Render the lines of the listing from the line containing "Where can you spot the dark ponytail?" through the end of the listing, both included, as a JSON list of strings with one string per line and blank lines omitted.

Image object location entries
# # # # # # #

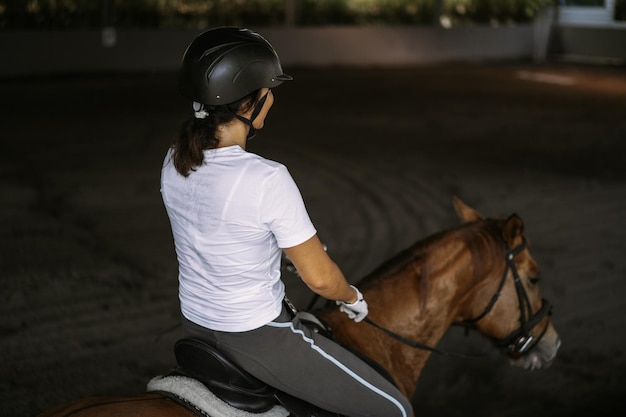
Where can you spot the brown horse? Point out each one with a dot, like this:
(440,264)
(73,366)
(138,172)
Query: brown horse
(480,274)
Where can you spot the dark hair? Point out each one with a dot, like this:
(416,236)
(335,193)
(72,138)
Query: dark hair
(197,135)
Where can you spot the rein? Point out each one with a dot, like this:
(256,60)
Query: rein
(419,345)
(518,342)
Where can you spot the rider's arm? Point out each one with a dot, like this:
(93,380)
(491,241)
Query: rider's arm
(319,272)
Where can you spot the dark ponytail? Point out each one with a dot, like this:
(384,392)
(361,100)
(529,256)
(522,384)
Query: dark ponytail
(197,135)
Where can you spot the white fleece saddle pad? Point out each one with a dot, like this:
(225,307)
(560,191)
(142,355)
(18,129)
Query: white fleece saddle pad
(201,397)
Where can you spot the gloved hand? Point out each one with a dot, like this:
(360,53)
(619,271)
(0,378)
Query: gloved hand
(357,310)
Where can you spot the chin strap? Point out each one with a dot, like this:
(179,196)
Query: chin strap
(255,113)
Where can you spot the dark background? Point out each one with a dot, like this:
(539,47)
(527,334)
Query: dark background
(88,302)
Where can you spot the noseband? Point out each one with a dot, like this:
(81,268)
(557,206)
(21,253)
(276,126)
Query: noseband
(519,341)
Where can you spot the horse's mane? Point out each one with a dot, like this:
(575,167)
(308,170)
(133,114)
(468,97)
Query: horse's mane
(482,238)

# # # # # # #

THE ANSWER:
[
  "Where can you spot the dark ponytail? Point out each one with a dot, like this:",
  "(384,392)",
  "(361,100)",
  "(529,256)",
  "(522,384)",
  "Query: dark ponytail",
  "(197,135)",
  "Where can you spot the white fleece saddle pad? Point out each one with a dot, like this:",
  "(225,307)",
  "(560,191)",
  "(142,355)",
  "(18,129)",
  "Query: white fleece saddle pad",
  "(201,397)",
  "Where can you spot the gloved hand? Point out each one with a dot, like this:",
  "(360,53)",
  "(619,271)",
  "(0,378)",
  "Query: gloved hand",
  "(357,310)",
  "Where can you spot the chin strap? Point out each one with a dot, like this:",
  "(179,196)",
  "Query: chin strap",
  "(255,113)",
  "Where can you spot the dark background? Point out each one with a dot, like this:",
  "(539,47)",
  "(527,334)",
  "Query: dark background",
  "(88,302)",
  "Where can you spot the noseband? Point out each one with a dot, like this:",
  "(81,268)",
  "(557,206)",
  "(21,253)",
  "(276,126)",
  "Query: noseband",
  "(519,341)",
  "Where can you spot the horse's mane? Point out each one with a dot, like this:",
  "(575,167)",
  "(308,170)",
  "(133,114)",
  "(468,97)",
  "Query: horse's mane",
  "(482,238)"
]